§ **Task instructions**
(1) Answer these questions about the Kobe beef post:
(a) What was the dollar value of the casino comp the narrator was handed?
(b) How much did the Kobe Beef Tiradito cost?
(c) Besides Japan, where does the post say Kobe beef can be had?
(2) Proceed with the Kobe beef post, writing on from its final sentence.

I’m on vacation, sort of. Visiting some family in Las Vegas. I was rambling through the strip the other day and stopped to lose five dollars in a penny slot machine. That’s about my tolerance for gambling. What does that have to do with Kobe beef? I’m getting there…
I was playing a machine on the edge of a walkway in the Wynn. I have some misguided sense that perhaps the machines closest to the floor traffic might pay out better. They don’t. I am fully aware of this. I still try to force the issue. I had just about finished losing my five bucks when a very unhappy older gentleman came walking my way, wife in tow.
“Do you like sushi?”
When I answered affirmative he handed me a card.
“I hate sushi. Enjoy it.” And with that he and his wife walked out into the blazing sun. Okay then. He’d gotten a comp from the casino for $100 at the sushi restaurant, Wazuzu. I had to imagine that if the casino had seen fit to comp him a hundred-dollar meal, he could have chosen the restaurant or requested a different one. Clearly he didn’t feel the same way.
I’ll spare you the details. $100 doesn’t go that far at Wazuzu. They have a twenty-foot long crystal dragon adorning red silk walls. Your local happy hour sushi joint this is not. One of the items I ordered was Kobe Beef Tiradito. For $45 dollars. I love a good high quality piece of beef. I was a bit dubious so I asked what I was really getting. I got a puzzled look from the server. She read me verbatim the description I’d just read. I asked what kind of beef. Another puzzled look. She told me “It’s Kobe beef.” I thought about arguing the point further but thought better of it and kept my mouth shut. I was using someone else’s comp after all. Why so dubious?
You can’t get Kobe Beef outside of Japan and Macau. You can not order it. You can not get it shipped. You can not buy it in a store, in a restaurant, or even over the internet. It is illegal for it to enter the US. No exceptions. Not an issue with muddy waters. If you’ve not had Kobe Beef in Japan, you’ve not had Kobe Beef. No matter how much you paid. No matter what anyone tells you. If you’re told otherwise – they’re lying. No way around that.

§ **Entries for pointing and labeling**
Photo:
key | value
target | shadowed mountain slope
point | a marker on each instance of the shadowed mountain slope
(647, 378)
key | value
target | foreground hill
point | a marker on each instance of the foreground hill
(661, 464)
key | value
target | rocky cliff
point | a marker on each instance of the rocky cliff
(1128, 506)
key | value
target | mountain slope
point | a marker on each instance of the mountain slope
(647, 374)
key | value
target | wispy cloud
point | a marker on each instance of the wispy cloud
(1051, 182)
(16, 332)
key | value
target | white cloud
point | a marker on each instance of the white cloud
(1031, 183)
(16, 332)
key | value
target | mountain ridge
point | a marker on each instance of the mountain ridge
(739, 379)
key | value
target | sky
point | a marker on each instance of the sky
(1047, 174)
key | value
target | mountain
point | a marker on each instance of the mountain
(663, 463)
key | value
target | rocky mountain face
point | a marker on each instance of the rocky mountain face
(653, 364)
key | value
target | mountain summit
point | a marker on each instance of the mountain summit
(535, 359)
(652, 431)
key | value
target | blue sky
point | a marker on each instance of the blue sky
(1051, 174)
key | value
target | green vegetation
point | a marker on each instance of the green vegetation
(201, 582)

...

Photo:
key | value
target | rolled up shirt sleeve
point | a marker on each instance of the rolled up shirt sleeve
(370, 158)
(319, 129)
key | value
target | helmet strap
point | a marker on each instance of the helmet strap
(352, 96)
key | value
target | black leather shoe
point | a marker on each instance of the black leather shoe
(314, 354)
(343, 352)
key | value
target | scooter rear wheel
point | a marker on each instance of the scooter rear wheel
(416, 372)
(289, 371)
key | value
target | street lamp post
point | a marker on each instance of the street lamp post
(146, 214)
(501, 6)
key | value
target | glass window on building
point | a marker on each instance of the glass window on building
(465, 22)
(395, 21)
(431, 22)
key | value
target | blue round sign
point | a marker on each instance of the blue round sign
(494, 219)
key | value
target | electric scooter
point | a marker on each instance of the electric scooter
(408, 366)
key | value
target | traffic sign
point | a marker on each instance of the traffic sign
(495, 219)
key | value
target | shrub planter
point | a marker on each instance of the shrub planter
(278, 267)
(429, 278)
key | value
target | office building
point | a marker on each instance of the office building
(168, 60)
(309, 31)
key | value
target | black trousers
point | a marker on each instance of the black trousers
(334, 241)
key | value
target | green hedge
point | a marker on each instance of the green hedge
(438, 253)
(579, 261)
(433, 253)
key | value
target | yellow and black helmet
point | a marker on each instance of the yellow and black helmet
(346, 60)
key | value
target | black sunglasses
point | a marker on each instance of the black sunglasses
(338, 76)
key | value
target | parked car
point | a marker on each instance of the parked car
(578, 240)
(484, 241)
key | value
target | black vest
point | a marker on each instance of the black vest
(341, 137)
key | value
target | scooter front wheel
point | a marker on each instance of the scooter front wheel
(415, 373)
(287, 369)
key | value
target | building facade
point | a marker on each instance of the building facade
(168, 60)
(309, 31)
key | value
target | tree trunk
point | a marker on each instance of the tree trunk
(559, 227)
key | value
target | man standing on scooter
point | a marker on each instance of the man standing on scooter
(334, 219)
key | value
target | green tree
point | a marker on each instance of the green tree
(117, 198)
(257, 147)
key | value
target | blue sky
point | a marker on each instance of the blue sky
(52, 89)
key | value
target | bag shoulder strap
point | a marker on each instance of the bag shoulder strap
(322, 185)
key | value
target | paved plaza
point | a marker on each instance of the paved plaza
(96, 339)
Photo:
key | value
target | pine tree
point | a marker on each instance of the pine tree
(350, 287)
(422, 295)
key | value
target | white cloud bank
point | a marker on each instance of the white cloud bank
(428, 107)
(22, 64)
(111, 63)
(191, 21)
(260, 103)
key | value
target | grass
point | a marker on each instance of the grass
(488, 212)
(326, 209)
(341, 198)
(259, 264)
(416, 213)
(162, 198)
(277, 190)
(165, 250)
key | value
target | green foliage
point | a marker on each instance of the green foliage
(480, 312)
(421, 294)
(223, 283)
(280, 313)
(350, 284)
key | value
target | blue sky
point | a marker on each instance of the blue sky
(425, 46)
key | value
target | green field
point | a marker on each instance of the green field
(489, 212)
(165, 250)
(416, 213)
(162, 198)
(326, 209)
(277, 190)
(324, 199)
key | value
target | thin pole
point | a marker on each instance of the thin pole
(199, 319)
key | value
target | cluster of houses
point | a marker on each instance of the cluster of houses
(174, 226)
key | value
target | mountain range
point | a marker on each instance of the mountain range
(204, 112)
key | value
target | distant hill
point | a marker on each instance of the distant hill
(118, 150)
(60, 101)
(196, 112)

§ **Responses in order**
(1)
(a) $100
(b) $45
(c) Macau

(2)
So what exactly are you buying here and at the thousands of other restaurants in the US that now sell Kobe Beef? Kobe style beef. Seems like splitting hairs. It isn’t. If you’d like an analog it’s a bit like Champagne. Champagne is grown from certain grapes, in a certain region, and is certified as such. Grow the same grapes in the US and you can call it Champagne – but it isn’t.
Kobe beef is the same way. Kobe beef in Japan is a registered trademark of the Kobe Beef Marketing & Distribution Promotion Association (神戸肉流通推進協議会 Kōbeniku Ryūtsū Suishin Kyōgikai). If it’s going to be called Kobe beef, it’s got to meet ALL of the following requirements.
- It must be a pure bread Tajima cattle born in Hyōgo Prefecture, Japan. That’s a specific lineage and blood line. No exceptions.
- The animals must be farm fed in Hyōgo Prefecture, Japan. That means that only grains, food, and water from that specific area can be used.
- The animal must be a virgin cow or castrated bull, to ensure the purity the beef
- The animals must be processed at slaughterhouses in Kobe, Nishinomiya, Sanda, Kakogawa and Himeji in Hyōgo Prefecture.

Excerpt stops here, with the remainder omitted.